• _EXERCISE PROMPT_:
Quote the records below verbatim, everything from the line containing "Where can the dark foreground" down to the line containing "<point>145,803</point>", including both of those lines.

• _DATA TO PROCESS_:
· · ·

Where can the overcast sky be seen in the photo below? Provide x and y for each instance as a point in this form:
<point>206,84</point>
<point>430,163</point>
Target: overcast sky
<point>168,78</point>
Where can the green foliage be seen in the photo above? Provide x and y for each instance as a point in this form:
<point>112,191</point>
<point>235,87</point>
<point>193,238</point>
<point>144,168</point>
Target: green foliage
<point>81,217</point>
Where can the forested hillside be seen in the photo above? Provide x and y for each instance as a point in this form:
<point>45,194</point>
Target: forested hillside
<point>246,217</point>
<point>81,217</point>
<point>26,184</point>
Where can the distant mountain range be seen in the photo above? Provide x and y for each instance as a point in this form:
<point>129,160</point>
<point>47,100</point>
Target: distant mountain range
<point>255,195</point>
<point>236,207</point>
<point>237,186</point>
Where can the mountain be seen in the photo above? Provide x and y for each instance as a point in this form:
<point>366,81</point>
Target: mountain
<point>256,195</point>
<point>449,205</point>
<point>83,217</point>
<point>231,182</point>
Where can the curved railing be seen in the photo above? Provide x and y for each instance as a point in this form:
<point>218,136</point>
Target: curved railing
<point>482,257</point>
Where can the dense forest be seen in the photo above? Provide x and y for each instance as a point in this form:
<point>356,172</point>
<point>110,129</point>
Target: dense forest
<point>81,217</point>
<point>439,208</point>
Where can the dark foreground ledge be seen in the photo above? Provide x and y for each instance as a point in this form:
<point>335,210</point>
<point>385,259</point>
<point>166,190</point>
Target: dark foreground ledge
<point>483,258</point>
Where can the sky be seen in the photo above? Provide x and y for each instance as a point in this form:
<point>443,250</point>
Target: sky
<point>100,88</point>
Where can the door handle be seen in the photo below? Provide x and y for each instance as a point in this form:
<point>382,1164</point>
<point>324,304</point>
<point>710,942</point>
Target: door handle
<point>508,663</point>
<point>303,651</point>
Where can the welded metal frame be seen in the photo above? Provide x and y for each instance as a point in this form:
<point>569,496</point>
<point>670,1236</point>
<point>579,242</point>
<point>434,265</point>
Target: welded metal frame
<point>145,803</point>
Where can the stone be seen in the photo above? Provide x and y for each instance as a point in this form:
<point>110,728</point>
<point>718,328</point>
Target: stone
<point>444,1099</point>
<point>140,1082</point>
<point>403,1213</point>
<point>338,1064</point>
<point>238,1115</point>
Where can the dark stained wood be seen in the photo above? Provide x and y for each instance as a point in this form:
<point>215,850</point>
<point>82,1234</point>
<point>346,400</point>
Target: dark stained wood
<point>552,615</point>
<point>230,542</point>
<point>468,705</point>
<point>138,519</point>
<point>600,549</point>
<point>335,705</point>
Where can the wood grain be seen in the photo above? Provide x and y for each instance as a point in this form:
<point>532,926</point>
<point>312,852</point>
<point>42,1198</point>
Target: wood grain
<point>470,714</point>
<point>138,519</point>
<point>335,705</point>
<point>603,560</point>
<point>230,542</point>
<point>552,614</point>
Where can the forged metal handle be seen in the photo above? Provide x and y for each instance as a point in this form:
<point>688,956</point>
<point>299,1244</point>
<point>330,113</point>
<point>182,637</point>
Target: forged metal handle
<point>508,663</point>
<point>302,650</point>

· · ·

• _SOLVED PROBLEM_:
Where can the dark foreground ledge be seen in the photo above? Provide x and y for each instance as a point in this form:
<point>335,210</point>
<point>385,259</point>
<point>166,190</point>
Target: dark foreground ledge
<point>483,258</point>
Where can the sky be seen in the photo above? Provide x and y for each instance as a point in this form:
<point>443,250</point>
Target: sky
<point>100,88</point>
Where can the door handle be seen in the photo below? Provide x and y for each instance as a point in this form:
<point>382,1164</point>
<point>324,304</point>
<point>710,942</point>
Target: door handle
<point>508,663</point>
<point>303,651</point>
Where can the welded metal frame be seen in the photo above? Provide x and y for each instance as a point in this form:
<point>569,496</point>
<point>670,1236</point>
<point>579,242</point>
<point>434,265</point>
Target: welded metal frame
<point>145,803</point>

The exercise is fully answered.